Provided entries Block Start

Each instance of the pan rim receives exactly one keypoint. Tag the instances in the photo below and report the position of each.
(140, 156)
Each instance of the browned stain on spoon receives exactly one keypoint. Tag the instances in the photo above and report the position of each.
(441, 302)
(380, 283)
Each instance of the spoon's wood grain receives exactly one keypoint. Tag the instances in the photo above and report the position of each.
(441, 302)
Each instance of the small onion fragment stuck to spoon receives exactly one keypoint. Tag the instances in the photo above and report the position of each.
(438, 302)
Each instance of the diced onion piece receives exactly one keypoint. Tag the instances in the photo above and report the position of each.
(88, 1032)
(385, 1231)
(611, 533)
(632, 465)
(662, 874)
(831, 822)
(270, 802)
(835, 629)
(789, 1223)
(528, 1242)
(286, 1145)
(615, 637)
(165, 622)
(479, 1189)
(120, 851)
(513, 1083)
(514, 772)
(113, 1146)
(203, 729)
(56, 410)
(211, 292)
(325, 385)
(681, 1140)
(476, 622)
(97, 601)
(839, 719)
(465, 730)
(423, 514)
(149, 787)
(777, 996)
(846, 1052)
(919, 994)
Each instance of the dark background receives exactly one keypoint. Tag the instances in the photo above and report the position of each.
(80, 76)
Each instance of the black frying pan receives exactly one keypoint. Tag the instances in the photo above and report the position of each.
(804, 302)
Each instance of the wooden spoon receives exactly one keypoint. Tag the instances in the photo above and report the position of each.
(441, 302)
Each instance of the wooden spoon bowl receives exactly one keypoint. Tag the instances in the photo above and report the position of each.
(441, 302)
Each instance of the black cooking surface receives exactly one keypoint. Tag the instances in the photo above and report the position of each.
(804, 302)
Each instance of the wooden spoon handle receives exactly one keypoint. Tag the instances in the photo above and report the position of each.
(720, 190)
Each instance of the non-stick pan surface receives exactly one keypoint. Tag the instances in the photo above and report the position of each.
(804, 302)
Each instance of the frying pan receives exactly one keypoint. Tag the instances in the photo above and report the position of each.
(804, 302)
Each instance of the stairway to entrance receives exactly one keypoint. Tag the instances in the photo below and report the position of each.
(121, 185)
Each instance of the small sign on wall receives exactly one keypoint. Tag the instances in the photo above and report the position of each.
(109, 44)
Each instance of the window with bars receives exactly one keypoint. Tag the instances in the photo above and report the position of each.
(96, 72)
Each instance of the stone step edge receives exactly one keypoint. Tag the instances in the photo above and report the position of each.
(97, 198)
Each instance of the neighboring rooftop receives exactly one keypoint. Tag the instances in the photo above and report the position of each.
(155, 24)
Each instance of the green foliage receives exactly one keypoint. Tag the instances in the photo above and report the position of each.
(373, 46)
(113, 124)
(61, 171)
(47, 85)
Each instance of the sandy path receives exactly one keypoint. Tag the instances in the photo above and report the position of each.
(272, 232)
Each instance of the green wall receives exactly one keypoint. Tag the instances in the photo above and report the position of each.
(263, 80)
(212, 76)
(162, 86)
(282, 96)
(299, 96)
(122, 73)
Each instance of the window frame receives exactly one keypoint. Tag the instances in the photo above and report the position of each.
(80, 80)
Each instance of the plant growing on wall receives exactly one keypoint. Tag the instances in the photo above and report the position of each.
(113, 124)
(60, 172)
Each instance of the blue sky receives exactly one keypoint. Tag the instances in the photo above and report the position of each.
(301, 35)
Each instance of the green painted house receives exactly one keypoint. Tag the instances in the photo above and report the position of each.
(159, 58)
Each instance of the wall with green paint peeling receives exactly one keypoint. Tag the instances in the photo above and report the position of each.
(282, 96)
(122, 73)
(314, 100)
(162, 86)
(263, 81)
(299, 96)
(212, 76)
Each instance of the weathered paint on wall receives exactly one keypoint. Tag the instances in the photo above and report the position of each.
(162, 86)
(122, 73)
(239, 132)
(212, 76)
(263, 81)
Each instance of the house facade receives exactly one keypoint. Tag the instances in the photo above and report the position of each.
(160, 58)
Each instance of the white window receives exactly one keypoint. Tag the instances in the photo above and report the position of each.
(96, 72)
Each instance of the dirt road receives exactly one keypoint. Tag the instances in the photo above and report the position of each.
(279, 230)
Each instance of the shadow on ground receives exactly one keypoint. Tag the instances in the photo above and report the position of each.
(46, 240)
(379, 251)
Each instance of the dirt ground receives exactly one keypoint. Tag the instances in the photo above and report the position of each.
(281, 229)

Provided entries Block End

Output all of the data exactly as given.

Each instance of the pan rim receives exactly one keypoint. Tag the instances in the photo below and report the position of each.
(140, 156)
Each instance of the browned stain on spoon receives exactly one keypoint. Tag the instances in the photo above and report the position of each.
(441, 302)
(380, 283)
Each instance of the spoon's wood grain receives exactly one keypoint. Tag the instances in the photo above and report the position of each.
(441, 302)
Each instance of the small onion fragment stuck to spoon receives exactly one keypoint. Tag the instances in the photo above and report the position of each.
(438, 302)
Each instance of the diced onion piece receives exactly one keypoint. Tag the instances in the photo above and report the position of each.
(88, 1032)
(385, 1231)
(611, 533)
(632, 465)
(662, 874)
(831, 822)
(270, 802)
(835, 629)
(789, 1223)
(528, 1242)
(286, 1145)
(615, 637)
(165, 622)
(479, 1189)
(120, 851)
(513, 1083)
(514, 772)
(113, 1146)
(203, 729)
(56, 410)
(211, 292)
(325, 385)
(681, 1140)
(476, 622)
(97, 601)
(839, 719)
(465, 730)
(423, 514)
(149, 787)
(777, 996)
(846, 1052)
(919, 994)
Each instance of the dark background receives exactly one keypoint. Tag the instances in the photo above and report the position of each.
(80, 76)
Each instance of the black frying pan receives exactly one keypoint. Tag the instances in the photo above and report the position of each.
(804, 302)
Each instance of the wooden spoon receives exactly one keypoint. Tag the instances in the photo above and report the position of each.
(441, 302)
Each instance of the wooden spoon bowl receives exactly one keypoint. Tag the instances in the photo above and report the position of each.
(441, 302)
Each instance of the black cooking surface receives exactly one keypoint. Tag the instances in the photo above and report the position of each.
(804, 302)
Each instance of the wooden spoon handle receives exactly one keypoint. Tag the instances in the photo above and report the position of each.
(720, 190)
Each instance of the non-stick pan surface receives exactly one keypoint. Tag the instances in the photo above and report the position of each.
(804, 302)
Each instance of the frying pan receives exactly one keypoint. Tag the instances in the photo above and report the position of each.
(804, 302)
Each instance of the stairway to entrance receives exactly one keypoint. Tag the instances in the photo below and report the position of each.
(121, 185)
Each instance of the small sign on wall receives exactly one keypoint. Tag the instances in the photo above and report the position of each.
(109, 44)
Each instance of the window with bars receives exactly one keypoint. Tag the instances in the photo above and report the position of each.
(96, 72)
Each instance of the stone step edge receives exactly one keypoint. Tag the instances in the photo above and report the position of each.
(97, 198)
Each instance of the neighboring rooftop receives exactly one keypoint. Tag the instances in the photo above and report the position of each.
(155, 24)
Each instance of the green foliage receives exactly one keypoint. Tag the instances in the photo above and report the position of each.
(373, 46)
(113, 124)
(61, 171)
(47, 85)
Each instance of the sandy path receives exactly one keypoint. Tag the instances in the photo above and report the position of each.
(272, 232)
Each instance of the green wall receives exactly one keypoint. Tag the instances in the photo above and report the position of each.
(263, 80)
(212, 76)
(162, 86)
(282, 96)
(299, 96)
(122, 73)
Each instance of the window frame receives exactly one keypoint. Tag the instances in the photo above and report the position of each.
(80, 80)
Each instance of the plant growing on wall receives exactly one keypoint. Tag the instances in the photo above and report the position of each.
(113, 124)
(60, 172)
Each instance of the blue sky receives exactly one keypoint. Tag the instances in the photo above and report the position of each.
(301, 35)
Each instance of the green painted house receives exactly one keypoint. Tag the instances in the photo above and report the position of each.
(159, 58)
Each instance of the wall with green paint peeling receives exactly one keypoint. Tag the instances in the photo above and report the position of each.
(282, 96)
(122, 73)
(314, 100)
(162, 86)
(263, 81)
(299, 96)
(212, 76)
Each instance of the weathered paint on wall receives exactly one keypoint. Tag the instances in the photo above and report the position of each.
(162, 86)
(122, 73)
(239, 132)
(212, 76)
(263, 81)
Each instance of the house facade receives exactly one keypoint. Tag the instances in the photo above and report the position of each.
(160, 58)
Each instance of the white window receives exactly one keypoint. Tag the instances in the photo above and report the position of each.
(96, 72)
Each instance of the dirt road receives exactly one keypoint. Tag the instances in the photo above and report the position of each.
(279, 230)
Each instance of the shadow on ground receives exactly one keypoint. Tag the instances in the photo above and report the position of each.
(46, 240)
(379, 251)
Each instance of the dirt ground receives exactly one keypoint. Tag the instances in the photo above and report the position of each.
(281, 229)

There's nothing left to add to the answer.